■ Teks Bacaan:
▬▬▬

Antara
Brotoseno, Sambo, dan Plato Ade
Alawi: Dewan
Redaksi Media Group |
MEDIA NDONESIA 19 Juli 2022
SOSOKNYA tenang bin kalem. Tidak grasah-grusuh.
Tidak pula penuh drama. Guru seni rupanya saat di SMAN 8 Yogyakarta, Suhardi,
mengatakan sosoknya tak pernah banyak tingkah. Tak pernah pula terpancing
provokasi teman-temannya dalam pergaulan ala remaja di Kota Gudeg.
Prestasinya saat di sekolah membanggakan, selalu masuk lima besar siswa
berprestasi. Itulah sosok Kapolri Jenderal Listyo Sigit Prabowo. Harapan mengubah potret buram Polri berada di
pundaknya. Saat menjalani uji kelayakan dan kepatutan di Komisi III DPR,
Rabu, 20 Januari 2021, mantan Kepala Badan Reserse Kriminal Polri ini
menawarkan 16 program prioritas dan 8 komitmen jika terpilih menjadi Kapolri.
Listyo mengajukan konsep ‘Presisi’ kepolisian masa depan. Presisi ialah
singkatan dari prediktif, responsibilitas, transparansi, berkeadilan. Semua
program dan komitmen sang jenderal tertuang dalam makalahnya berjudul
Transpormasi Polri yang Presisi. Dia juga bertekad menghapus anggapan publik
bahwa hukum tajam ke bawah, tetapi tumpul ke atas. Para wakil rakyat yang
mengujinya pun puas. Semua tepuk tangan. Keren! Listyo layak diacungi jempol. Mantan ajudan Presiden
Joko Widodo ini ialah Kapolri termuda di Indonesia. Lulusan Akademi
Kepolisian tahun 1991 ini menjabat posisi puncak di Bhayangkara dalam usia 51
tahun. Lebih muda dari pendahulunya, Jenderal Tito Karnavian. Saat menjabat Kabareskrim, Listyo menorehkan
keberhasilan, seperti menangkap terpidana kasus Bank Bali Djoko Tjandra yang
buron selama 11 tahun. Tak hanya itu, jenderal kelahiran Ambon, Maluku, 5 Mei
1969 ini juga membongkar praktik suap terkait pelarian Djoko Tjandra yang
melibatkan Kadiv Hubungan Internasional Polri Irjen Napoleon Bonaparte dan
Karo Korwas PPNS Bareskrim Polri Prasetijo Utomo. Tak lama setelah menjabat Kapolri, Listyo juga
melayangkan surat kepada Presiden Joko Widodo untuk merekrut 56 pegawai KPK
yang dinyatakan tidak memenuhi syarat sebagai aparatur sipil negara (ASN) di
Komisi Pemberantasan Korupsi, sebagai ASN di lingkungan Polri. Mantan Kapolda
Banten ini akhirnya melantik 44 orang eks pegawai KPK sebagai ASN di Polri.

▬▬▬

■ Informasi yang Disediakan:
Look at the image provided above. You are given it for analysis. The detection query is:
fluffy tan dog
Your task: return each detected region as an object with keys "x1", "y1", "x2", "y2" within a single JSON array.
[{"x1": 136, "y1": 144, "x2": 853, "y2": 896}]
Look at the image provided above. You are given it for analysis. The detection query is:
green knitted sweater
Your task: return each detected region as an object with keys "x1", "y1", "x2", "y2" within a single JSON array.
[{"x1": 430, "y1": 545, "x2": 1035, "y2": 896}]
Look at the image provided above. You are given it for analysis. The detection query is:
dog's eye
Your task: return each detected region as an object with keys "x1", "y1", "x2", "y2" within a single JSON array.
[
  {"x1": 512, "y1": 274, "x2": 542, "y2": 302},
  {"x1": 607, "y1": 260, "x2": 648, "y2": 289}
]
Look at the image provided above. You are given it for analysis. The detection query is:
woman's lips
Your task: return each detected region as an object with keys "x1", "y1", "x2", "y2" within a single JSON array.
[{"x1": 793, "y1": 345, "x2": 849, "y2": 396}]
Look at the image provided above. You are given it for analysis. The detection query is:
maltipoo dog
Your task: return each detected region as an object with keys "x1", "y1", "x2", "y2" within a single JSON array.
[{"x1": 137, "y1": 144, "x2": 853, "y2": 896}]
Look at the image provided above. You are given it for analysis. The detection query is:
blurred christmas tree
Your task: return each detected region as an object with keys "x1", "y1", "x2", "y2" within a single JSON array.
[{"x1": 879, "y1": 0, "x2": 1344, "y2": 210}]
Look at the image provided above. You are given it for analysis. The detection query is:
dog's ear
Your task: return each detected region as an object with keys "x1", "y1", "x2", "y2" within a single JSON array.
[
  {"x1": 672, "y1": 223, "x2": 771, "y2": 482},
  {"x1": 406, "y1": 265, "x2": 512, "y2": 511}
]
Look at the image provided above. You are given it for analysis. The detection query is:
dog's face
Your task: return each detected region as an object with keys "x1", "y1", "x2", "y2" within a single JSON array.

▬▬▬

■ Tugas Tertulis 1:
Terjemahkan kalimat dari teks bacaan ini ke dalam bahasa Inggris: "Dia juga bertekad menghapus anggapan publik bahwa hukum tajam ke bawah, tetapi tumpul ke atas."
■ Tugas Tertulis 2:
Menurut teks bacaan, kata apa saja yang disingkat menjadi "Presisi"? Sebutkan semuanya.
■ Tugas Tertulis 3:
Salin bagian teks bacaan yang dimulai dari "Tidak pula penuh" dan berakhir pada "terpilih menjadi Kapolri.".

■ Jawaban 1:
He was also determined to erase the public perception that the law is sharp downward but blunt upward.

■ Jawaban 2:
Prediktif, responsibilitas, transparansi, berkeadilan.

■ Jawaban 3:
Tidak pula penuh drama. Guru seni rupanya saat di SMAN 8 Yogyakarta, Suhardi,
mengatakan sosoknya tak pernah banyak tingkah. Tak pernah pula terpancing
provokasi teman-temannya dalam pergaulan ala remaja di Kota Gudeg.
Prestasinya saat di sekolah membanggakan, selalu masuk lima besar siswa
berprestasi. Itulah sosok Kapolri Jenderal Listyo Sigit Prabowo. Harapan mengubah potret buram Polri berada di
pundaknya. Saat menjalani uji kelayakan dan kepatutan di Komisi III DPR,
Rabu, 20 Januari 2021, mantan Kepala Badan Reserse Kriminal Polri ini
menawarkan 16 program prioritas dan 8 komitmen jika terpilih menjadi Kapolri.